* start *

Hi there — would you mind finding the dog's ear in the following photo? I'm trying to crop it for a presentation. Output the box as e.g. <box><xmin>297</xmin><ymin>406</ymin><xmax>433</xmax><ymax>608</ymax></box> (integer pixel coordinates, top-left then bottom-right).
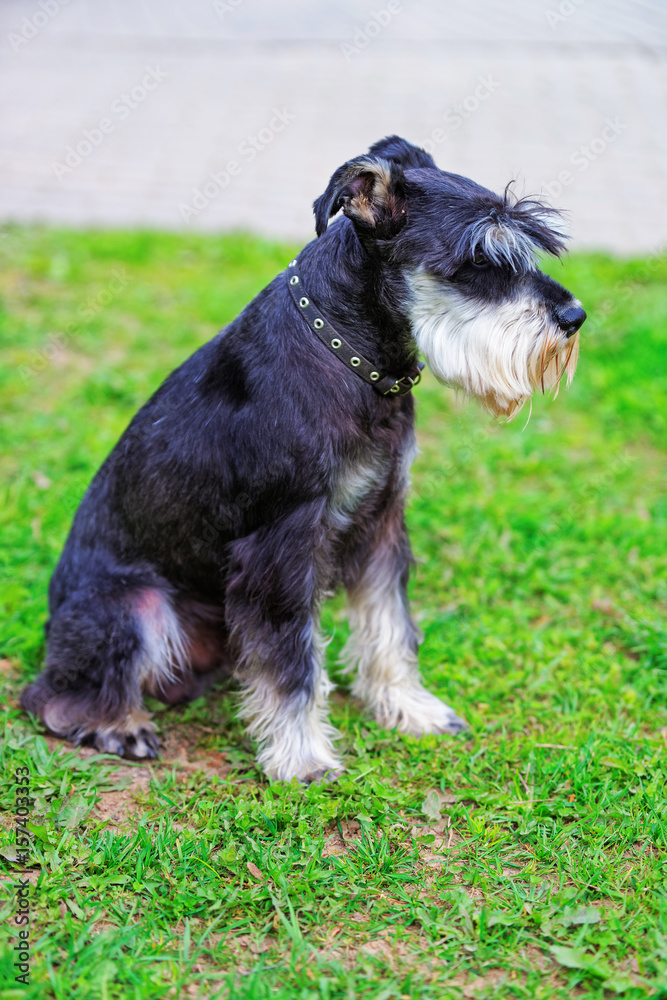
<box><xmin>313</xmin><ymin>156</ymin><xmax>405</xmax><ymax>240</ymax></box>
<box><xmin>368</xmin><ymin>135</ymin><xmax>438</xmax><ymax>170</ymax></box>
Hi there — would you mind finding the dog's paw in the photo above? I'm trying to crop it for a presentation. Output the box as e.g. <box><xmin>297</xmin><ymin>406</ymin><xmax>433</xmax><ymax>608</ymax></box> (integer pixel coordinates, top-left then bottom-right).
<box><xmin>78</xmin><ymin>712</ymin><xmax>160</xmax><ymax>760</ymax></box>
<box><xmin>371</xmin><ymin>684</ymin><xmax>468</xmax><ymax>736</ymax></box>
<box><xmin>88</xmin><ymin>728</ymin><xmax>160</xmax><ymax>760</ymax></box>
<box><xmin>300</xmin><ymin>767</ymin><xmax>345</xmax><ymax>785</ymax></box>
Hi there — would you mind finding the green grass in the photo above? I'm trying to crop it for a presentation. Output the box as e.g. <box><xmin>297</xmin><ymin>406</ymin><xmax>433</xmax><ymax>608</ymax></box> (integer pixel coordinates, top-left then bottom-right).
<box><xmin>0</xmin><ymin>229</ymin><xmax>667</xmax><ymax>1000</ymax></box>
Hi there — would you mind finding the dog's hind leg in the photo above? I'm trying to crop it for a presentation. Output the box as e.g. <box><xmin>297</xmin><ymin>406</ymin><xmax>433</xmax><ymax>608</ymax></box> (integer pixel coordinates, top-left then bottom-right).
<box><xmin>343</xmin><ymin>503</ymin><xmax>465</xmax><ymax>736</ymax></box>
<box><xmin>225</xmin><ymin>504</ymin><xmax>340</xmax><ymax>782</ymax></box>
<box><xmin>21</xmin><ymin>584</ymin><xmax>184</xmax><ymax>757</ymax></box>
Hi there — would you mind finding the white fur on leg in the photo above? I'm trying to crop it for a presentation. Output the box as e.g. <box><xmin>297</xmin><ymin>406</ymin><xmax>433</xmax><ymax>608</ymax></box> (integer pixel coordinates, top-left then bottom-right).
<box><xmin>343</xmin><ymin>567</ymin><xmax>465</xmax><ymax>736</ymax></box>
<box><xmin>239</xmin><ymin>664</ymin><xmax>341</xmax><ymax>782</ymax></box>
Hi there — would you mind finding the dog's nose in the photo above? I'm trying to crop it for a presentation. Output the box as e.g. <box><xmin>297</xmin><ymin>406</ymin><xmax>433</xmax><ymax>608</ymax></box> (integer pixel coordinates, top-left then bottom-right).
<box><xmin>557</xmin><ymin>306</ymin><xmax>586</xmax><ymax>337</ymax></box>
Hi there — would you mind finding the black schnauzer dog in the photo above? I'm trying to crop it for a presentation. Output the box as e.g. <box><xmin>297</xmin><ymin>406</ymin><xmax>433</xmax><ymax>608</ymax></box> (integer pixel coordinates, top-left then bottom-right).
<box><xmin>22</xmin><ymin>136</ymin><xmax>586</xmax><ymax>782</ymax></box>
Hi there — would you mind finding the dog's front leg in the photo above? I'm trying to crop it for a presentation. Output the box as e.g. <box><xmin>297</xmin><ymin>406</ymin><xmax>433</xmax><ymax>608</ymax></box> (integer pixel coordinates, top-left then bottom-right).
<box><xmin>343</xmin><ymin>505</ymin><xmax>465</xmax><ymax>736</ymax></box>
<box><xmin>225</xmin><ymin>504</ymin><xmax>340</xmax><ymax>782</ymax></box>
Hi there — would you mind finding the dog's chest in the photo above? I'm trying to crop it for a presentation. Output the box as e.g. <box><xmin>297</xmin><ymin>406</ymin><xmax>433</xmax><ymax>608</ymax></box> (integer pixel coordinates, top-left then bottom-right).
<box><xmin>328</xmin><ymin>442</ymin><xmax>413</xmax><ymax>531</ymax></box>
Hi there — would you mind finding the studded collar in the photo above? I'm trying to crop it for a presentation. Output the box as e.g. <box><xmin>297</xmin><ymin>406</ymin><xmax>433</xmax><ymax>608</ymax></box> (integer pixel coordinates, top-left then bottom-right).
<box><xmin>285</xmin><ymin>257</ymin><xmax>424</xmax><ymax>396</ymax></box>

* end *

All the lines above are to be reproduced exactly, except the pictures.

Hi there — would you mind finding the dog's ear in the following photo? I'm trying to crop it for a presentation. Output the box as e.g. <box><xmin>297</xmin><ymin>406</ymin><xmax>433</xmax><ymax>608</ymax></box> (integer pixel coordinates, top-left then bottom-right).
<box><xmin>313</xmin><ymin>156</ymin><xmax>405</xmax><ymax>240</ymax></box>
<box><xmin>368</xmin><ymin>135</ymin><xmax>438</xmax><ymax>170</ymax></box>
Hi there — would you mind finding the dog's paw in the photo above? I'm trying to crop it for a presentation. Output the box as e.g. <box><xmin>297</xmin><ymin>406</ymin><xmax>433</xmax><ymax>608</ymax></box> (integer pixel coordinates, top-left then bottom-right).
<box><xmin>78</xmin><ymin>712</ymin><xmax>160</xmax><ymax>760</ymax></box>
<box><xmin>371</xmin><ymin>684</ymin><xmax>468</xmax><ymax>736</ymax></box>
<box><xmin>88</xmin><ymin>728</ymin><xmax>160</xmax><ymax>760</ymax></box>
<box><xmin>300</xmin><ymin>767</ymin><xmax>345</xmax><ymax>785</ymax></box>
Hi there — would you mind finding the green grass in the photo above? I'm trying to crop it for a presentation. Output the box as e.g. <box><xmin>297</xmin><ymin>406</ymin><xmax>433</xmax><ymax>608</ymax></box> (integer pixel coordinates, top-left then bottom-right).
<box><xmin>0</xmin><ymin>229</ymin><xmax>667</xmax><ymax>1000</ymax></box>
Hi there — would you mind finding the dog's hind leg in the photo above? I'm trying to crop it for a presentation. Output the box as e.g. <box><xmin>297</xmin><ymin>406</ymin><xmax>433</xmax><ymax>608</ymax></box> (integer pixel coordinates, top-left then bottom-right).
<box><xmin>343</xmin><ymin>503</ymin><xmax>465</xmax><ymax>736</ymax></box>
<box><xmin>225</xmin><ymin>504</ymin><xmax>340</xmax><ymax>782</ymax></box>
<box><xmin>21</xmin><ymin>584</ymin><xmax>184</xmax><ymax>757</ymax></box>
Hi there — would you mind finding the white fur on leg in the photo above? I'm trying to crop it for a presentation. Output the box as e.g. <box><xmin>297</xmin><ymin>406</ymin><xmax>433</xmax><ymax>608</ymax></box> (integer pixel coordinates, top-left then bottom-right).
<box><xmin>343</xmin><ymin>567</ymin><xmax>465</xmax><ymax>736</ymax></box>
<box><xmin>239</xmin><ymin>664</ymin><xmax>341</xmax><ymax>782</ymax></box>
Hi there — would you mind finding the dog's nose in the photo above? I'm trying to crop it for a presentation. Output the box as e.g. <box><xmin>297</xmin><ymin>406</ymin><xmax>433</xmax><ymax>608</ymax></box> (integer pixel coordinates, top-left then bottom-right).
<box><xmin>557</xmin><ymin>306</ymin><xmax>586</xmax><ymax>337</ymax></box>
Hi there — would you mind finding the black schnauzer dog in the photo above? I'm trying to crop it for a presentation. Output the box as e.g. <box><xmin>297</xmin><ymin>406</ymin><xmax>433</xmax><ymax>608</ymax></box> (integer pixel coordinates, top-left then bottom-right).
<box><xmin>22</xmin><ymin>136</ymin><xmax>586</xmax><ymax>782</ymax></box>
Hi there — would you mind finding the dog's front leg in the photo above? I'm trying to crop it for a presentation. Output the box as e.g. <box><xmin>297</xmin><ymin>406</ymin><xmax>433</xmax><ymax>608</ymax></box> (integer pixel coordinates, top-left then bottom-right).
<box><xmin>343</xmin><ymin>505</ymin><xmax>465</xmax><ymax>736</ymax></box>
<box><xmin>225</xmin><ymin>504</ymin><xmax>340</xmax><ymax>782</ymax></box>
Hi there — would you mind finding the dog's chest in the photo above? I'm trying to crop it for a presentation. Output the box as e.g. <box><xmin>297</xmin><ymin>406</ymin><xmax>433</xmax><ymax>608</ymax></box> (integer pixel coordinates, top-left then bottom-right).
<box><xmin>328</xmin><ymin>442</ymin><xmax>413</xmax><ymax>531</ymax></box>
Hi there — would you mind finding the studded collar in the photo above? I'm trying to crop it for a presentation. Output the box as e.g. <box><xmin>297</xmin><ymin>406</ymin><xmax>433</xmax><ymax>608</ymax></box> (integer pixel coordinates, top-left then bottom-right).
<box><xmin>285</xmin><ymin>257</ymin><xmax>424</xmax><ymax>396</ymax></box>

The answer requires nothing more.